SHORT TASK A ▸
Answer these questions using the excerpt on low carb lunches:
(i) What kind of containers does the pre-planning strategy say to keep in your kitchen?
(ii) What two ways of finding out restaurant menu options does the excerpt mention?
(iii) Which two appliances does it say most offices have?
SHORT TASK B ▸
Carry on the excerpt on low carb lunches from the point where it stops.

EXCERPT TO READ ▸
— Begin —

Easy Low Carb Lunch Combo

5 Strategies to Prevent Cheating at Lunch on a Low Carb Diet:

  1. Pre-planning.  This generally means making low carb lunches ahead of time, or planning far enough in advance that you have a refrigerator or pantry full of portable, convenient low carb snacks.  It also means having clean, sealable containers in your kitchen.
  2. Curating nearby restaurant menus.  Many popular and/or fast food restaurants have menu items that are compliant with a low carb diet.  It is a matter of knowing what the menu options are and knowing which restaurants do not balk at substitutions.  This is easy enough to figure out with an online search, or maybe it might take a phone call (old school I know, but sometimes worthwhile).  Some of my favorites are listed below.
  3. Having the right equipment and ingredients on hand.  If you are at an office, having a blender available for smoothies might be problematic but most offices have microwaves and refrigerators.  If you work or parent from home, the equipment is an easier feat, but you do need to make sure your pantry and refrigerator are well stocked with compliant food.

— End —

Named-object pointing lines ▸

— Begin —

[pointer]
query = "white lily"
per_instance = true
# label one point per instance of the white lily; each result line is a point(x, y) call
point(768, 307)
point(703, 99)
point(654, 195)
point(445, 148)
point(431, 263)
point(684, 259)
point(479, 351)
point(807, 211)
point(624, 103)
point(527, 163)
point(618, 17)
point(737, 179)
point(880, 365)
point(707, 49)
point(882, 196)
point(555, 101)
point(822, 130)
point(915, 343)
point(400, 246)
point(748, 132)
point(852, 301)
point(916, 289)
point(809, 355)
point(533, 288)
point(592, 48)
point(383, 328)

— End —

EXERCISE OUTPUT A ▸
(i) Clean, sealable containers.
(ii) An online search or a phone call.
(iii) Microwaves and refrigerators.

EXERCISE OUTPUT B ▸
  4. Employing the “Strategy of Inconvenience”.  This is a strategy made popular by Gretchen Rubin and it is useful for low carb lunches, but it is also critical for snacking.  If the office candy dish is open and full of candy all the time, it is a siren for mindless eating.  Ask the person in charge if the dish can be one that is not transparent and that has a cover.  Google apparently tried this and the amount of M & M’s that people ate went down dramatically.  It was just too inconvenient to open the jar in front of everyone and the visibility of the candy didn’t suck you in.  At home this would involve making your kitchen off limits for non-compliant foods, or in the case of mixed diet households placing the candy and snacks in covered, non-transparent containers (or in the freezer).  In other words if you can’t get it out completely, at least make it inconvenient.
  5. Drinking bulletproof coffee or getting in some form of fat fasting that will keep you full until dinner and still keep your brain productive.
Low Carb Lunches

SCD lunch in Valencia, Spain

Ideas for Low Carb Lunches when Eating Out:

These are some of my favorite places for going out to lunch that are quick and compliant:

  • Jimmy Johns – lettuce wraps (called an unwich)
  • Chipotle – salad bowl with meat, beans, veggies, salsa, sour cream and guacamole  (no rice and no tortillas)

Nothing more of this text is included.